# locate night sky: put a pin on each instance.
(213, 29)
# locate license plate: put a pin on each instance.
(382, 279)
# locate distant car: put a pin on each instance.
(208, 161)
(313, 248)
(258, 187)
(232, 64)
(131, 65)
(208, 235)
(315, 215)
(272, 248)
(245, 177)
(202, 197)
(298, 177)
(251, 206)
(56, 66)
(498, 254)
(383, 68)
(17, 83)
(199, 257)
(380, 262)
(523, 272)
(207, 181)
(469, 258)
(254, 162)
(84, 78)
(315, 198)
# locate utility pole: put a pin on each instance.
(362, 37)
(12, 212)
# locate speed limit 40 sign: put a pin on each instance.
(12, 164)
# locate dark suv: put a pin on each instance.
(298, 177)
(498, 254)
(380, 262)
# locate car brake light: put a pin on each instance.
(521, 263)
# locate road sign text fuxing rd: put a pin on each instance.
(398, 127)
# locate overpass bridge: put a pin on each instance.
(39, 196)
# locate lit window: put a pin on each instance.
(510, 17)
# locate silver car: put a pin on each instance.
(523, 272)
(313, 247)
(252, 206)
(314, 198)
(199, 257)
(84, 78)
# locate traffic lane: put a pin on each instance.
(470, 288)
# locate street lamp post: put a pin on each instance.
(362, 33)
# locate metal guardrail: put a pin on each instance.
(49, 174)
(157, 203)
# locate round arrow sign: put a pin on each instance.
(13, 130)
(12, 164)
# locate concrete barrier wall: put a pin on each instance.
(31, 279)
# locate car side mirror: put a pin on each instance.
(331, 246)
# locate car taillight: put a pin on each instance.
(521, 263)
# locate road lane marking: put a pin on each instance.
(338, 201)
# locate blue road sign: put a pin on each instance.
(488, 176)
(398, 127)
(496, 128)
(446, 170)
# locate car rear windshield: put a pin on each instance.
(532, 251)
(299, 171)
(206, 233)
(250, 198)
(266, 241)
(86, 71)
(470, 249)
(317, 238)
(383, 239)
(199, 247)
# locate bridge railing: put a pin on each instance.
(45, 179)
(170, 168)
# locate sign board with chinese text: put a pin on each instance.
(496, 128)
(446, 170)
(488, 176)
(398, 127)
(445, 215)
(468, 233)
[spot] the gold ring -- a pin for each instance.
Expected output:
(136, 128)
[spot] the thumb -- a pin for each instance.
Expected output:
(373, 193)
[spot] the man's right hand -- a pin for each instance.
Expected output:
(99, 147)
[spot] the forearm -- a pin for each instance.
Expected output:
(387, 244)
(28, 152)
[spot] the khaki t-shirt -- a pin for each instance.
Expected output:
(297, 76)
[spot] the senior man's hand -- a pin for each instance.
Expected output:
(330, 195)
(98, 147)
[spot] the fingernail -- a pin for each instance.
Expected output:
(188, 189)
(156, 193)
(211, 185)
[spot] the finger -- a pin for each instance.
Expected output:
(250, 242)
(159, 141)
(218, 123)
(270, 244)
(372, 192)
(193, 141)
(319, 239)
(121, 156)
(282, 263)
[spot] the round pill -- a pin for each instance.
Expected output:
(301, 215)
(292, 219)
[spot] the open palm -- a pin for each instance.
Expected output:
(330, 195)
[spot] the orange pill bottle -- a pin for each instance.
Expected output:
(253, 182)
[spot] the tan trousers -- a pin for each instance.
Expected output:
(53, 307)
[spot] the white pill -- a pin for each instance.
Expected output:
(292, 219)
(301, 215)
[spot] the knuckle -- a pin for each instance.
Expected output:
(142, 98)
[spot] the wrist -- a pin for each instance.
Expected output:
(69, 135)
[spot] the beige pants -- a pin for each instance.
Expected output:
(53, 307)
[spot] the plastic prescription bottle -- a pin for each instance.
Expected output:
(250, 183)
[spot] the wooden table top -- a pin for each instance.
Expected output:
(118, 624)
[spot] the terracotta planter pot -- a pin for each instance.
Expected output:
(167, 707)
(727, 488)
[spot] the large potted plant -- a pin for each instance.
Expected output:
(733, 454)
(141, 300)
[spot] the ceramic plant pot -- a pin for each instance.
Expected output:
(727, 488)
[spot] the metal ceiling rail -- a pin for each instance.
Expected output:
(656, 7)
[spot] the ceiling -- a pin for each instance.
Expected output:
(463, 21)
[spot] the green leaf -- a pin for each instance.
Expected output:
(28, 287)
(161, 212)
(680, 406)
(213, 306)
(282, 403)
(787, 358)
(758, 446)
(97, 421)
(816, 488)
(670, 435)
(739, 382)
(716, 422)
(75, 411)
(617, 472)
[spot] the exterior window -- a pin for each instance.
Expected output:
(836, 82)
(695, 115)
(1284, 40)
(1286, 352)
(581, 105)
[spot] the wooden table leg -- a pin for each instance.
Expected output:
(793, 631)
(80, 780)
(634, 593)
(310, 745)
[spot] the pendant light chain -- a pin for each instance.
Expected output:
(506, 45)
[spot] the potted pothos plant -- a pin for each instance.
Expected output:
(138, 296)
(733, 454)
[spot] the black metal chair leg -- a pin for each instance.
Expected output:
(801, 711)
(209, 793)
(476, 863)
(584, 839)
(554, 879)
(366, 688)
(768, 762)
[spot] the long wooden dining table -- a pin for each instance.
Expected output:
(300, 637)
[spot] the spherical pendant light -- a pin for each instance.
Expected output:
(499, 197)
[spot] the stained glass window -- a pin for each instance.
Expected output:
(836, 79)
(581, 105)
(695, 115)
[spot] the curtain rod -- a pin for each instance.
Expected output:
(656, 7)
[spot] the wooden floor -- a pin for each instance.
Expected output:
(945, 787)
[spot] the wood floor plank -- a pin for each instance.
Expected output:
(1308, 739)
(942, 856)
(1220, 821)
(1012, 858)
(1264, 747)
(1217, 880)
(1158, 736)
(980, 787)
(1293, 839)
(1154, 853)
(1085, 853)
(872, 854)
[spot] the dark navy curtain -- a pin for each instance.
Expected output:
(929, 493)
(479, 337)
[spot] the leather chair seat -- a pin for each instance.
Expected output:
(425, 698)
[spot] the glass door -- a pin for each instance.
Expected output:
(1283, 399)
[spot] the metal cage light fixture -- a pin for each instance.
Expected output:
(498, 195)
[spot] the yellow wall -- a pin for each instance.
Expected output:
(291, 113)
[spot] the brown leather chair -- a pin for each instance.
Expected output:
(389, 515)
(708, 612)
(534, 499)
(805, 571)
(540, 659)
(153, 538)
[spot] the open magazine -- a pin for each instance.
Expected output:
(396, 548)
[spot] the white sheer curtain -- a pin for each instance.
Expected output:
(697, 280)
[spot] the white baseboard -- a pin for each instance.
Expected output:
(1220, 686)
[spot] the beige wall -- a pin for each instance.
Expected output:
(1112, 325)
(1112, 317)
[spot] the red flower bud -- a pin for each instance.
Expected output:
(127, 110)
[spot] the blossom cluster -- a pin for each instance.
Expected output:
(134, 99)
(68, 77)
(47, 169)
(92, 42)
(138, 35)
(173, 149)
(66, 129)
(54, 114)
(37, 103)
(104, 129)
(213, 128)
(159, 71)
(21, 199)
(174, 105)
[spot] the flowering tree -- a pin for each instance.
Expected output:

..........

Aim of the task —
Among the lines of these entries, find those that contain "glass". Give their number and nothing else.

Result of this exercise —
2